• WHAT THIS EXERCISE ASKS
(1) In the passage on federal revenue and spending, what was the pro rata target for oil revenue?
(2) Extend the passage on federal revenue and spending by continuing from its final sentence.
──────── SELECTED TEXT ────────
When combined with personnel costs of N4.51 trillion for ministries, departments, agencies, and government-owned enterprises, total spending on debt and wages rose to N14.32 trillion. This figure exceeded the total revenue for the period, meaning debt and salaries alone accounted for approximately 105% of federal income, underscoring a severe strain on fiscal resources.

The shortfall in revenue was largely due to a sharp decline in oil earnings. Oil revenue totaled N4.64 trillion against a pro rata target of N12.25 trillion, a 62.2% deficit. While some non-oil tax revenues, including Value Added Tax (VAT) and Company Income Tax, slightly outperformed expectations, they were insufficient to offset the massive losses from the oil sector. Other revenue streams, such as customs duties and federation account levies, fell well below target.
──────── PROVIDED DATA ────────
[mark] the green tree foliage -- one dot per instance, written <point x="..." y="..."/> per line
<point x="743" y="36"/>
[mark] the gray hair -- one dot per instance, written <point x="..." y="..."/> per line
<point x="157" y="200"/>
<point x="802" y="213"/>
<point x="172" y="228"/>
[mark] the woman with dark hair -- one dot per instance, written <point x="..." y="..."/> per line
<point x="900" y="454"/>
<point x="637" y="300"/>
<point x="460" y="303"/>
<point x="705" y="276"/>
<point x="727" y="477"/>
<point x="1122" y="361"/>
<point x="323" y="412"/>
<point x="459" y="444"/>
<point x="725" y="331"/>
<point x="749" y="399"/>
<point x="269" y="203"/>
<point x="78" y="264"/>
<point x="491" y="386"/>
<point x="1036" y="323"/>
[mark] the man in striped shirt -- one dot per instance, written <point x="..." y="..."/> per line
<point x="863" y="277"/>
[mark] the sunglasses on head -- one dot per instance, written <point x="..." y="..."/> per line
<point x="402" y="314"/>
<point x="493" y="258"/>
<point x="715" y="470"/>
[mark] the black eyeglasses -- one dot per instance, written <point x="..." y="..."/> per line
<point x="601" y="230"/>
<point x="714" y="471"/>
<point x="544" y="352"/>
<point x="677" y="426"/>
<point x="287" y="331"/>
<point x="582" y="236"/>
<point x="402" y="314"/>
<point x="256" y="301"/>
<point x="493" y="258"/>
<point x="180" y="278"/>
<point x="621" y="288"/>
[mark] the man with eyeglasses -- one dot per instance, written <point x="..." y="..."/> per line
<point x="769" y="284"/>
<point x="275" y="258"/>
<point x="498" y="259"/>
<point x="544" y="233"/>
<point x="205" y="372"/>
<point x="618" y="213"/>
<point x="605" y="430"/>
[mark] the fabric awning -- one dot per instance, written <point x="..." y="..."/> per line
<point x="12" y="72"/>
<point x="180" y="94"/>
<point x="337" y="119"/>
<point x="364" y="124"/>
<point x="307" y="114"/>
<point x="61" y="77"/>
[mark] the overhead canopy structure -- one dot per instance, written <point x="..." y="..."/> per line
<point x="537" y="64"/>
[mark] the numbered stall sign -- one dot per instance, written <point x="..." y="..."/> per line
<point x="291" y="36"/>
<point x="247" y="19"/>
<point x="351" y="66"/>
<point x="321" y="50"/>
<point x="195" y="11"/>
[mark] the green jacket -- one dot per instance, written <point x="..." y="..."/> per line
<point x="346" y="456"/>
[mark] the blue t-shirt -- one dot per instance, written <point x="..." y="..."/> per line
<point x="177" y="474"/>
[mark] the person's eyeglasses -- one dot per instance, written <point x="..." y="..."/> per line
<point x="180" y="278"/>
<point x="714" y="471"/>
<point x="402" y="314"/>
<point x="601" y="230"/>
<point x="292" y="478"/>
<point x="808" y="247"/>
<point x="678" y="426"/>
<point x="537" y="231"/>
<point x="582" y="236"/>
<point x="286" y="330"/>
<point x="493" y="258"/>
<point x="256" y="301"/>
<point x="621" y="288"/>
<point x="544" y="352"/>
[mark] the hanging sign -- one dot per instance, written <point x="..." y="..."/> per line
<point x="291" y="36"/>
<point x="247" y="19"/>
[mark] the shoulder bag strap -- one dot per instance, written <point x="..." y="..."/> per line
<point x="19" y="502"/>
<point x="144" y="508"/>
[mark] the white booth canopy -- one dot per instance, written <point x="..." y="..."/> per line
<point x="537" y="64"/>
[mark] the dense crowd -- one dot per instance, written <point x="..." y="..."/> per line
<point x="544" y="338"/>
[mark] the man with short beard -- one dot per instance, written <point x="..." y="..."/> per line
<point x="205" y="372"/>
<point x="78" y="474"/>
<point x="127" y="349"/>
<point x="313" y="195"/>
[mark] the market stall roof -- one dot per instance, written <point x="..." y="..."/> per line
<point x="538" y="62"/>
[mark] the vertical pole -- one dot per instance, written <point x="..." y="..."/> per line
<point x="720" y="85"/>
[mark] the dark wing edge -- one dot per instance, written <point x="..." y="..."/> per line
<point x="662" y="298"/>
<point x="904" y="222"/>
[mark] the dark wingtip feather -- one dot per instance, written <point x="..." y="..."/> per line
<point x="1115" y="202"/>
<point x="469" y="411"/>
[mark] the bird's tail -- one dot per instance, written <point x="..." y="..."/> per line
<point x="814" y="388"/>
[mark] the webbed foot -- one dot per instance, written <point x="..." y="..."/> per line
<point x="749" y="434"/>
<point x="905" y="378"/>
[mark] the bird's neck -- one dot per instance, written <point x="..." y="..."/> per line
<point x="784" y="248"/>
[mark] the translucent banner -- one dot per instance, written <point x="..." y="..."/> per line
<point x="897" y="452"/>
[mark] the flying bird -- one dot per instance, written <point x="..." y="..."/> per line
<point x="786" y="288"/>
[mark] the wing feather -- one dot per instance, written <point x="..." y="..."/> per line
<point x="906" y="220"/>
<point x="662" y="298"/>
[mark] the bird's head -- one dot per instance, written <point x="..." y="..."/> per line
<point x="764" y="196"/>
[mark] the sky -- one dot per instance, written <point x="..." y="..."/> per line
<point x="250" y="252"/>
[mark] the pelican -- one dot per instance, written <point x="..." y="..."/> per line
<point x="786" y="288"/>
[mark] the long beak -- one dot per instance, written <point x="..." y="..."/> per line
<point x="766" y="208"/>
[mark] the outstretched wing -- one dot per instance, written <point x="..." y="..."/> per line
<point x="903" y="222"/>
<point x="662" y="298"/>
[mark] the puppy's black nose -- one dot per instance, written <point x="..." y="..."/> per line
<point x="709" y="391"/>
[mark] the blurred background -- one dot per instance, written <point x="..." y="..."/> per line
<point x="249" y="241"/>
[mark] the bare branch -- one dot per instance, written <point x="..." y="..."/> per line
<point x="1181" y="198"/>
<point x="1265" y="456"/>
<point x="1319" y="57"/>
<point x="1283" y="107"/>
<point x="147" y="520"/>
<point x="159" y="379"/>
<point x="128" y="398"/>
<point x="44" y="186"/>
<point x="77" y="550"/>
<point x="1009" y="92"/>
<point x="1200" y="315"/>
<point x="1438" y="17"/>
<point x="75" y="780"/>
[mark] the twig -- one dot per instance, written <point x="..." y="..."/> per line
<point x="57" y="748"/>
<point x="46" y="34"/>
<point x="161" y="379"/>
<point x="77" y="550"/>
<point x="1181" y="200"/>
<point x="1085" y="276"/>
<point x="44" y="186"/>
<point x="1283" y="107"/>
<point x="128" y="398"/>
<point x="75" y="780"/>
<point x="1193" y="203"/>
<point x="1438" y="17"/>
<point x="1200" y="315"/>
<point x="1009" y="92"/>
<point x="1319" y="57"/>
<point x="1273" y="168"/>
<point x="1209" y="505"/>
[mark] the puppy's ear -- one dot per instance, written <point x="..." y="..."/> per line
────────
• OUTPUTS IN ORDER
(1) N12.25 trillion

(2)
Debt servicing exceeded budget projections, with domestic debt service at N4.65 trillion (10.9% above target) and foreign debt at N5.07 trillion (28.7% above target). By contrast, capital expenditure suffered a severe shortfall, with only N3.60 trillion spent out of a pro rata budget of N13.67 trillion—a 73.7% gap. This underfunding has constrained critical investments in infrastructure, education, and health.

The MTEF report notes that debt pressures continue to dominate Nigeria’s fiscal landscape, echoing 2024 trends where 77.5% of revenue was consumed by debt service. Analysts warn that without stronger revenue generation and tighter debt management, these fiscal pressures could further crowd out essential public spending, limiting Nigeria’s economic growth and development prospects.